Given data
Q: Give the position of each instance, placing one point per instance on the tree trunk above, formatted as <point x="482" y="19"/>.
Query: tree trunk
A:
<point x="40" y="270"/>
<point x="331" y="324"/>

What you need to do
Determine how many lines above have the string "tree" and output nothing besides the count.

Result of the task
2